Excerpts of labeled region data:
— begin —
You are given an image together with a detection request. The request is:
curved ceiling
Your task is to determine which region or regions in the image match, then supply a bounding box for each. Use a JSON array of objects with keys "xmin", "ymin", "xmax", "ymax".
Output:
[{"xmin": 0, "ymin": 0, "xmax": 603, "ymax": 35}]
— end —
**PROBLEM DESCRIPTION:** Output the lines of the records above as a JSON list of strings, one string per line, skipping any blank lines.

**FINAL RESULT:**
[
  "You are given an image together with a detection request. The request is:",
  "curved ceiling",
  "Your task is to determine which region or regions in the image match, then supply a bounding box for each. Use a JSON array of objects with keys \"xmin\", \"ymin\", \"xmax\", \"ymax\".",
  "Output:",
  "[{\"xmin\": 0, \"ymin\": 0, \"xmax\": 603, \"ymax\": 35}]"
]